Pointing dataset excerpts
----

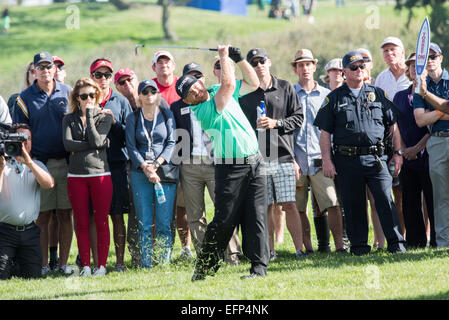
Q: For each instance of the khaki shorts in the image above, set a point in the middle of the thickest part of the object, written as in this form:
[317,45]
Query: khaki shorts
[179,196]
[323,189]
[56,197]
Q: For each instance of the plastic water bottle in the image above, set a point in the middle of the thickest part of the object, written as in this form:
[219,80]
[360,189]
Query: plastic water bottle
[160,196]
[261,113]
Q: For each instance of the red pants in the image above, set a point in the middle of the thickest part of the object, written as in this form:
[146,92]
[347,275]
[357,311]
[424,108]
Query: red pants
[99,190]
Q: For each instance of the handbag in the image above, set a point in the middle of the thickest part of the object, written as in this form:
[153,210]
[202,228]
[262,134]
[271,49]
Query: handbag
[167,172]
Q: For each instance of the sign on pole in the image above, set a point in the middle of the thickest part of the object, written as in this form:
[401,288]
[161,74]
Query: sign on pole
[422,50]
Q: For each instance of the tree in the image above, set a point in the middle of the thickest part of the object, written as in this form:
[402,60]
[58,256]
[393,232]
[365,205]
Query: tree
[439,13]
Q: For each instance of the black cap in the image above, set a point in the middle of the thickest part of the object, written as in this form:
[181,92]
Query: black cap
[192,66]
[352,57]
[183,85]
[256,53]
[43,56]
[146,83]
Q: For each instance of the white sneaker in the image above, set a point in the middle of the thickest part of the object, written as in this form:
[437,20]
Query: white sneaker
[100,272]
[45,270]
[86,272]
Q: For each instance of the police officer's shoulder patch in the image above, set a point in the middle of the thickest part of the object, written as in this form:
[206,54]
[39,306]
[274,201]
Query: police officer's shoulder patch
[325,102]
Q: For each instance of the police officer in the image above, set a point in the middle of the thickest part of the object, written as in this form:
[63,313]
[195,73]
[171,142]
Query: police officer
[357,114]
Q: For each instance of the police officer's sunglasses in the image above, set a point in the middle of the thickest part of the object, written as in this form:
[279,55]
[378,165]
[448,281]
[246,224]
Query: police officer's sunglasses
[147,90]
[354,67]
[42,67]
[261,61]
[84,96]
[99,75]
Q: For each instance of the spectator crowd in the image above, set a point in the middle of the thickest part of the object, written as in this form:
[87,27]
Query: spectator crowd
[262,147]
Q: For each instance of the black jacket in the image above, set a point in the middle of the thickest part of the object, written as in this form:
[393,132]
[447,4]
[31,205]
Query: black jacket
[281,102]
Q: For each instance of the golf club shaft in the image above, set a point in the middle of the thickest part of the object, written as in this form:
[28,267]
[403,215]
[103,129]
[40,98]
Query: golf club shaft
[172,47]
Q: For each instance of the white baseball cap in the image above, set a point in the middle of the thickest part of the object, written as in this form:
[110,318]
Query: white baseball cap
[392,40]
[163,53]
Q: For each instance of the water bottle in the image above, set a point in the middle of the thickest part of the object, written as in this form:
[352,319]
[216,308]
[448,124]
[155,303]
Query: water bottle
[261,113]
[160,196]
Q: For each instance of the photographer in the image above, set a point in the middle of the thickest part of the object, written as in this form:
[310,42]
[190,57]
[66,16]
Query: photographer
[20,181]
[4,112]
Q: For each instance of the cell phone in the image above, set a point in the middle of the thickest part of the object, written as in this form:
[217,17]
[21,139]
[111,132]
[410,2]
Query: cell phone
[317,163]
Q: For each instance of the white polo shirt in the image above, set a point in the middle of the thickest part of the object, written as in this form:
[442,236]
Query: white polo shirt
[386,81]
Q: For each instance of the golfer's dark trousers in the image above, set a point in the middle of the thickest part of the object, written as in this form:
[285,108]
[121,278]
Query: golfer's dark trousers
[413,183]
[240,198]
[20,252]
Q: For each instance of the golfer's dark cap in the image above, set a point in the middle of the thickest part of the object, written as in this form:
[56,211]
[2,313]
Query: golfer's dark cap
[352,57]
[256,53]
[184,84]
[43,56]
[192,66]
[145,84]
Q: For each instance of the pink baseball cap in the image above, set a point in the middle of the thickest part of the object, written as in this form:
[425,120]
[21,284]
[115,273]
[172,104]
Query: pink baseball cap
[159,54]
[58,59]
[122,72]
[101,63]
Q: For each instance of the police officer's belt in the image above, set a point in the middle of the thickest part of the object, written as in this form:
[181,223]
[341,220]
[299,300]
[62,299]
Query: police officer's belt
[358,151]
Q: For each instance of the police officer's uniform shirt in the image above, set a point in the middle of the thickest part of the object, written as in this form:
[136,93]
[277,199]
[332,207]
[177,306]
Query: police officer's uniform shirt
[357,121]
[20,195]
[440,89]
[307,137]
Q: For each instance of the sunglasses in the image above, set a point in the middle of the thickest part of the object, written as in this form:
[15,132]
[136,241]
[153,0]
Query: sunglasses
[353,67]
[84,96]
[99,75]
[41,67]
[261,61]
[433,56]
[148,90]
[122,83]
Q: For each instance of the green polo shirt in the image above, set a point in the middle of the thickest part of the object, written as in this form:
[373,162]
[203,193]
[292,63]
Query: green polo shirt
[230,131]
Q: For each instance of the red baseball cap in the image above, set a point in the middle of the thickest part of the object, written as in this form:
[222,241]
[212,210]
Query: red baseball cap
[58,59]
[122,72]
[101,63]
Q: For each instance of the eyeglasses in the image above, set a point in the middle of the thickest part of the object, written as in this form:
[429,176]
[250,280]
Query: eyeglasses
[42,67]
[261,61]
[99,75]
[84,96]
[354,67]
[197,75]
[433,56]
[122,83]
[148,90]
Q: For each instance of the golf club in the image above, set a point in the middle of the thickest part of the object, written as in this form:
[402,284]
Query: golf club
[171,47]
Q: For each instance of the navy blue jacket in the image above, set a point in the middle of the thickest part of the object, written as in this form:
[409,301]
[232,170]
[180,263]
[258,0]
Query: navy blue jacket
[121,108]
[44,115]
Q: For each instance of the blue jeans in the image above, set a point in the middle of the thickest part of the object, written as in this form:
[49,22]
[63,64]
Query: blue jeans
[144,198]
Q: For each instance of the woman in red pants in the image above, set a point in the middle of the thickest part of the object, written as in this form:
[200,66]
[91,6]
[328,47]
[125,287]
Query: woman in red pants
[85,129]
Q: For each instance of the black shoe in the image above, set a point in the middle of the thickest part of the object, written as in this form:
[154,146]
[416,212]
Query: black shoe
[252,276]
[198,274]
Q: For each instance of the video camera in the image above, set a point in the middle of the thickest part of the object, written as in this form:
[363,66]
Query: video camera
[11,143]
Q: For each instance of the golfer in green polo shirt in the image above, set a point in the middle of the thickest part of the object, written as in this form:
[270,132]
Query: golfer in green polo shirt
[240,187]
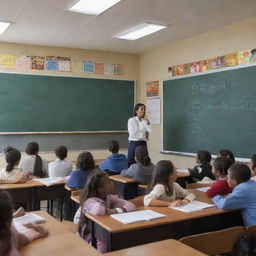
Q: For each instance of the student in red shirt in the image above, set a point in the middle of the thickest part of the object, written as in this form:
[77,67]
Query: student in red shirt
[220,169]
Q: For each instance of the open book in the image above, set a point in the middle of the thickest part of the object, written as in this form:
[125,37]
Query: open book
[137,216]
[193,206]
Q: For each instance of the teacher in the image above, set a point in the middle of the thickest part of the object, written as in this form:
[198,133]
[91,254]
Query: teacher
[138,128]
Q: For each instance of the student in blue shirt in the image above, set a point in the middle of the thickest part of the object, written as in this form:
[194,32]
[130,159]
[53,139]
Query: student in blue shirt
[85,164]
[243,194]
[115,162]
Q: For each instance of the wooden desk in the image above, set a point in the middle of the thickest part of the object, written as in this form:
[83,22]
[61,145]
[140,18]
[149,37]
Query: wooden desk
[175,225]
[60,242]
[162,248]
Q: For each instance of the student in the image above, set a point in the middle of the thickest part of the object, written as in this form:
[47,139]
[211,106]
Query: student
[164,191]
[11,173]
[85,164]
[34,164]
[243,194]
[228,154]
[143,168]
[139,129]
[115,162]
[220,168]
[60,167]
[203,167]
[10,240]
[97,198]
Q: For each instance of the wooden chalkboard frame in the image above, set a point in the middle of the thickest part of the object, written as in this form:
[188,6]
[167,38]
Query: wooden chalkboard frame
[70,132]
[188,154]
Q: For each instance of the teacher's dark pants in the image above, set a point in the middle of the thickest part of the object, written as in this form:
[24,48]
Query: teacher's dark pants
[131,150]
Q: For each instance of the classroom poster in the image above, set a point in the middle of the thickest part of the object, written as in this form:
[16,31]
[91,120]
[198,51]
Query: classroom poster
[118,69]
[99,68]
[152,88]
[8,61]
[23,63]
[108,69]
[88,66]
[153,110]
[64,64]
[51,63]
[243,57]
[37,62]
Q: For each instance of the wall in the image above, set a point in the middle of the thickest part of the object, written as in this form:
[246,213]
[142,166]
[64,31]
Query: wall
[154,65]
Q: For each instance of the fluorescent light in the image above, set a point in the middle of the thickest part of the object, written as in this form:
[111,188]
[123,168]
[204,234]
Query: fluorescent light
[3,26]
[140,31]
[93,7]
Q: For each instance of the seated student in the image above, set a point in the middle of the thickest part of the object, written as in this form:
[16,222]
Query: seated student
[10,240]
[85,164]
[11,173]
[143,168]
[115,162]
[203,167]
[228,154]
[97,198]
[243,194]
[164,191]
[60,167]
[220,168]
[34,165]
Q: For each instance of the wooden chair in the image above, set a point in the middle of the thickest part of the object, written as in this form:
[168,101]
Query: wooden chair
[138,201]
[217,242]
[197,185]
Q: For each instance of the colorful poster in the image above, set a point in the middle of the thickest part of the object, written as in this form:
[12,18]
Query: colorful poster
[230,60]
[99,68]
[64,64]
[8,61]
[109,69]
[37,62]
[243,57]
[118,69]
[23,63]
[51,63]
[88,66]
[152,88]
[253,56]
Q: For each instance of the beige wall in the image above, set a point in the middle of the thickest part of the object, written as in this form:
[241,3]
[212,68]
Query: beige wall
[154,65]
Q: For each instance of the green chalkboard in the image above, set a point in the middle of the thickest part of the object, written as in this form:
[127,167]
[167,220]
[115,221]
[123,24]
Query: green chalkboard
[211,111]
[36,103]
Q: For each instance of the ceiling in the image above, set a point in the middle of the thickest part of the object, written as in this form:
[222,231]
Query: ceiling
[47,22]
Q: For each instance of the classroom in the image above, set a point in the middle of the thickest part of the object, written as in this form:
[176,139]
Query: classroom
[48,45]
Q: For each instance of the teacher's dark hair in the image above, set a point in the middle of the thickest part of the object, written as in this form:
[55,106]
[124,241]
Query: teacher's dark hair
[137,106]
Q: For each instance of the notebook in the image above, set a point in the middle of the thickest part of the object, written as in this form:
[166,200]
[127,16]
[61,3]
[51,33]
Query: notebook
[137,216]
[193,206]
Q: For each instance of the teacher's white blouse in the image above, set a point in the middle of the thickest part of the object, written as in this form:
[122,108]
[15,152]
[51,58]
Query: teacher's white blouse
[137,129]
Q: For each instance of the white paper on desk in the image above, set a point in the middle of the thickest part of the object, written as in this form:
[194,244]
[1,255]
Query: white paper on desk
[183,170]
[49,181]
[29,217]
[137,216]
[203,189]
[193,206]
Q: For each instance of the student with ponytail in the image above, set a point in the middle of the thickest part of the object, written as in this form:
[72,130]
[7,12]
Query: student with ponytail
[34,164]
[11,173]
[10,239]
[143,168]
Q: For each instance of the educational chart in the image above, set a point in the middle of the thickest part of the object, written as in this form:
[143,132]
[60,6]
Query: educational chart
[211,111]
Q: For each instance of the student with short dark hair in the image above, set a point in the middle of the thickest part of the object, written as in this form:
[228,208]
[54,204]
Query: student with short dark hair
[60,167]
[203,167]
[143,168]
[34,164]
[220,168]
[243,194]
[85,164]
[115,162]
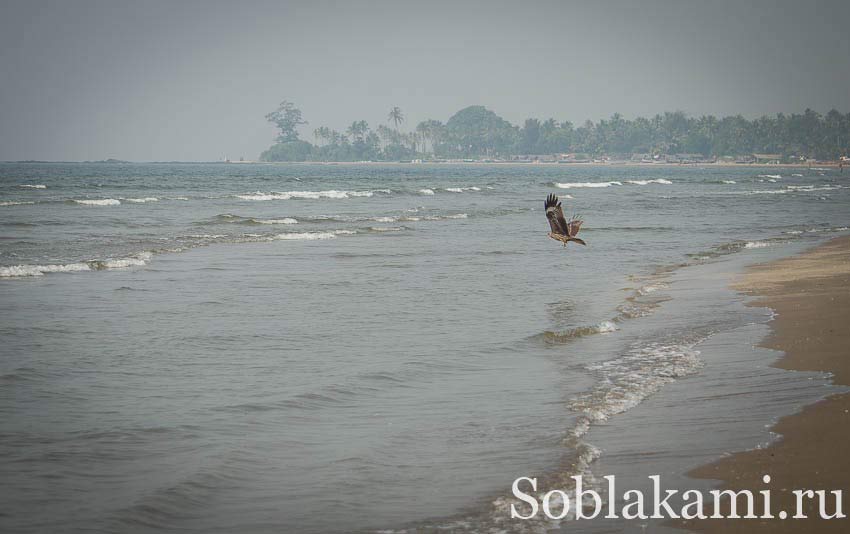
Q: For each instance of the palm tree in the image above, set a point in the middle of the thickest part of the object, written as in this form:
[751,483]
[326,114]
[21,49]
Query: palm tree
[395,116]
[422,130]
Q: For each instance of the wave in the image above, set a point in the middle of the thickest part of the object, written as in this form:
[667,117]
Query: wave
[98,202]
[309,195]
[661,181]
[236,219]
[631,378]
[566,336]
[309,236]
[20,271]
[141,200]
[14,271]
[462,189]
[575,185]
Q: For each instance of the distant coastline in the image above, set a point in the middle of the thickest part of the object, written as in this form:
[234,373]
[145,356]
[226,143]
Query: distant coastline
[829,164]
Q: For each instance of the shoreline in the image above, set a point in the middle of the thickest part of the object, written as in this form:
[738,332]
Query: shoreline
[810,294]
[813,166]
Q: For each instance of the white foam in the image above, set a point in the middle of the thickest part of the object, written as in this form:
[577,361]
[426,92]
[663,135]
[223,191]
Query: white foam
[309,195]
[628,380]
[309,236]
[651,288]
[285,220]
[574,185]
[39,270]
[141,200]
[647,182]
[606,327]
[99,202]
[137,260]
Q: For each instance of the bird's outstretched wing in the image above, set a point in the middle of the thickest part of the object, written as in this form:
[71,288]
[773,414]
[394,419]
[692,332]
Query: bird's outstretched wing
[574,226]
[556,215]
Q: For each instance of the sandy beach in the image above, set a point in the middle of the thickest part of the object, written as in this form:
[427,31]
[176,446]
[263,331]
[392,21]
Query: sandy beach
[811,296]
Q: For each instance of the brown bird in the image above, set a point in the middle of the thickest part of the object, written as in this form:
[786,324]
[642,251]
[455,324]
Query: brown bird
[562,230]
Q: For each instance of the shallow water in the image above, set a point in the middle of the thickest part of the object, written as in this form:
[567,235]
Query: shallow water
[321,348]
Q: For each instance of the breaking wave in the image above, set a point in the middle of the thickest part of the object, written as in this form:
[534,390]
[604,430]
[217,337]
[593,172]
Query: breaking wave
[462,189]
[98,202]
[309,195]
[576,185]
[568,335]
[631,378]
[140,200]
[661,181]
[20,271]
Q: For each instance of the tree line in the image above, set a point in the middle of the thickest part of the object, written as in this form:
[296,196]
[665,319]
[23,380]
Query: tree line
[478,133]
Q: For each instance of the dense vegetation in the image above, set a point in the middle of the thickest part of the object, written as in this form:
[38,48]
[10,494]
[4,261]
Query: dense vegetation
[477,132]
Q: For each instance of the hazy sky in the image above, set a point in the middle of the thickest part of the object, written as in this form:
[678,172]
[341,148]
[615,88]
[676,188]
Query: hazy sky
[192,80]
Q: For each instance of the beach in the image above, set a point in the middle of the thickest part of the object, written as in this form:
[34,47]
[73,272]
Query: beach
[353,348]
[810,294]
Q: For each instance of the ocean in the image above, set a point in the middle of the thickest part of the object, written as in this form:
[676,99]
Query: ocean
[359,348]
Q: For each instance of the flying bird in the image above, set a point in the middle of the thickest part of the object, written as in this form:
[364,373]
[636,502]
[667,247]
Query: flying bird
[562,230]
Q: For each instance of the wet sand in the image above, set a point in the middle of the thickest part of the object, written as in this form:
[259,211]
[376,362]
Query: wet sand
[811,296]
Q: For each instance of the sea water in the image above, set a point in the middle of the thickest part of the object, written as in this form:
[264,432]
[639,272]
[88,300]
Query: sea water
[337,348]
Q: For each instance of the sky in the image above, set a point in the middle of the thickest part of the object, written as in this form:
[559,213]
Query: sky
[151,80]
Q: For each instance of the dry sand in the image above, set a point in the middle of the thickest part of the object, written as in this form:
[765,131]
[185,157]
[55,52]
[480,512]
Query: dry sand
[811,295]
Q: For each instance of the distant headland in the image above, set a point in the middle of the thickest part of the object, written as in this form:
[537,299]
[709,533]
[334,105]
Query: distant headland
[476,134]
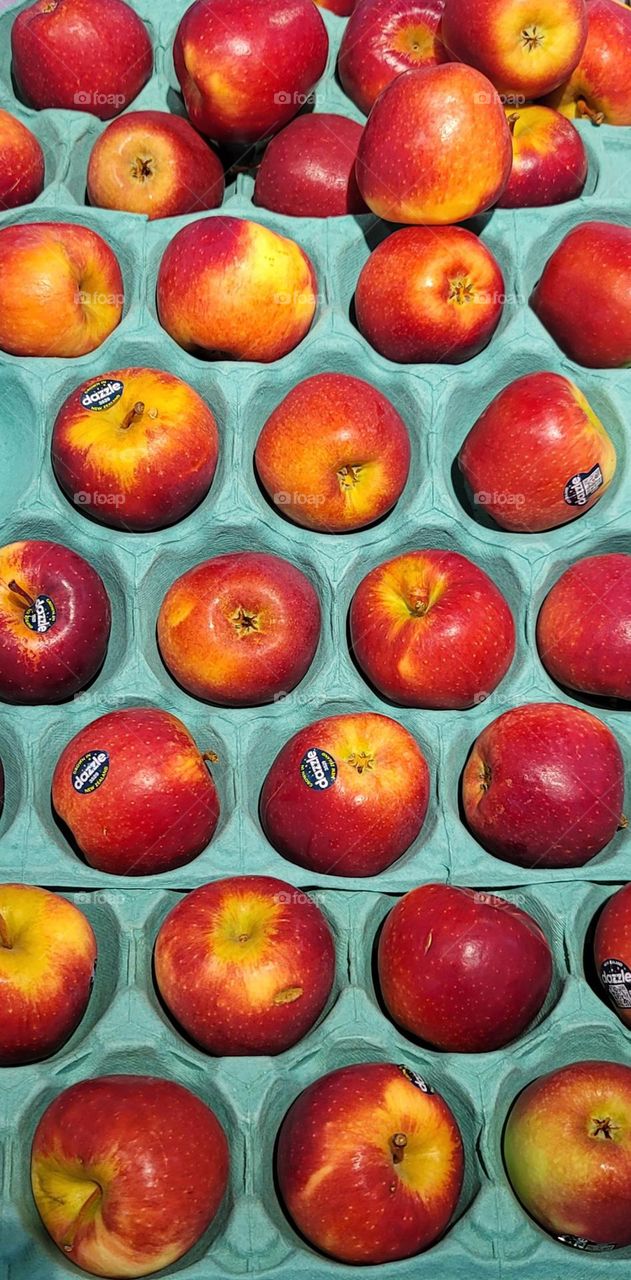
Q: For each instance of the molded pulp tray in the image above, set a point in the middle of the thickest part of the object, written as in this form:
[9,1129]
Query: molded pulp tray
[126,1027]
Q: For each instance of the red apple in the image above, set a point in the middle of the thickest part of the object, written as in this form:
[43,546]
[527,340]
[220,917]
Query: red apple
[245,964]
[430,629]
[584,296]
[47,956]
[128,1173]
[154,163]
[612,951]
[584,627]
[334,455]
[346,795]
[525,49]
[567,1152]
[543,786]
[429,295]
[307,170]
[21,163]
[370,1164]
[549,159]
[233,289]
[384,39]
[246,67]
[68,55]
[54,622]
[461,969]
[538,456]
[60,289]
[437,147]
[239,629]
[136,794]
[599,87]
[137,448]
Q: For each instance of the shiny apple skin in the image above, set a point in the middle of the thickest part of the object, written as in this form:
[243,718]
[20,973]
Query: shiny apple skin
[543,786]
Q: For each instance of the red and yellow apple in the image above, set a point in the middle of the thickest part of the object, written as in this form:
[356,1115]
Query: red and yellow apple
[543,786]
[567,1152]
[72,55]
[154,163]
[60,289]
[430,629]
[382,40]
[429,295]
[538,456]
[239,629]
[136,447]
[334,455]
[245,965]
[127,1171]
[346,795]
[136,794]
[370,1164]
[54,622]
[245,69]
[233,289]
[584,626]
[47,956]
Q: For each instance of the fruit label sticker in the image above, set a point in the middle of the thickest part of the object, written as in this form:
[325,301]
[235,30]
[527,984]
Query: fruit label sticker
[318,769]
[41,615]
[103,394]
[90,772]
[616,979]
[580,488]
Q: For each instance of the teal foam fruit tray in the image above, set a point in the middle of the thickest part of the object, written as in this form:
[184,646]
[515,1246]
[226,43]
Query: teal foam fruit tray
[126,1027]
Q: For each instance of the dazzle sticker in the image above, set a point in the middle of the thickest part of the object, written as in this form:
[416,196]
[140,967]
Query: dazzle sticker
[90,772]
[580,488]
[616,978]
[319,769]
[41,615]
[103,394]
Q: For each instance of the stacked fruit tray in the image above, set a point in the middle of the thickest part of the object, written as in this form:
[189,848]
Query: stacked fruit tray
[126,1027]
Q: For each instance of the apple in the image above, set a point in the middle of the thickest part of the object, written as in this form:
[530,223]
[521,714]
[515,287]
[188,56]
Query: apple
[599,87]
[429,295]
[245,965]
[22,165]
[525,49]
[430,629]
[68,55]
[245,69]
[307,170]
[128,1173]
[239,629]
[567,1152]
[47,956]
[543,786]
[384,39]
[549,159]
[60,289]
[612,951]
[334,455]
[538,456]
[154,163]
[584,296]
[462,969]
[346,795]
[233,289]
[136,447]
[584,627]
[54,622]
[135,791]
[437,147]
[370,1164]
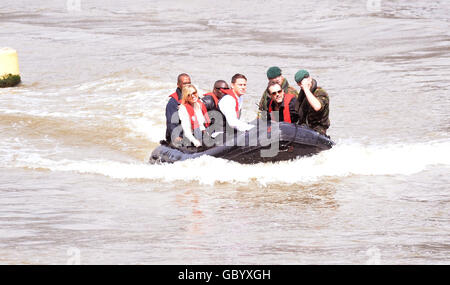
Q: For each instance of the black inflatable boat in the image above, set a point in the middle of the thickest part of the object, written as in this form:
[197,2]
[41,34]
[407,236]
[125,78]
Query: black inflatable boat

----

TASK TO COMPLETE:
Exclude all pictures and reproduce verbatim the lines running from the line that contains "Q: For each instance of the apple" to the end of the data above, both ends included.

FINAL ANSWER:
Q: For each instance of the apple in the image above, set a point in the middle of the thickest part of the object, written as in this form:
[530,223]
[521,714]
[515,287]
[188,56]
Query: apple
[599,87]
[429,295]
[245,965]
[22,165]
[525,49]
[430,629]
[68,55]
[245,69]
[307,170]
[128,1173]
[239,629]
[567,1152]
[47,956]
[543,786]
[384,39]
[549,159]
[60,289]
[612,951]
[334,455]
[538,456]
[154,163]
[584,296]
[462,969]
[346,795]
[233,289]
[136,447]
[584,627]
[54,622]
[135,791]
[437,147]
[370,1164]
Q: For each instance of the black inflatable boat in the image above, set a point in the middle of the thickest part of the object, written as in this form:
[197,2]
[41,34]
[407,236]
[125,78]
Query: black inflatable boat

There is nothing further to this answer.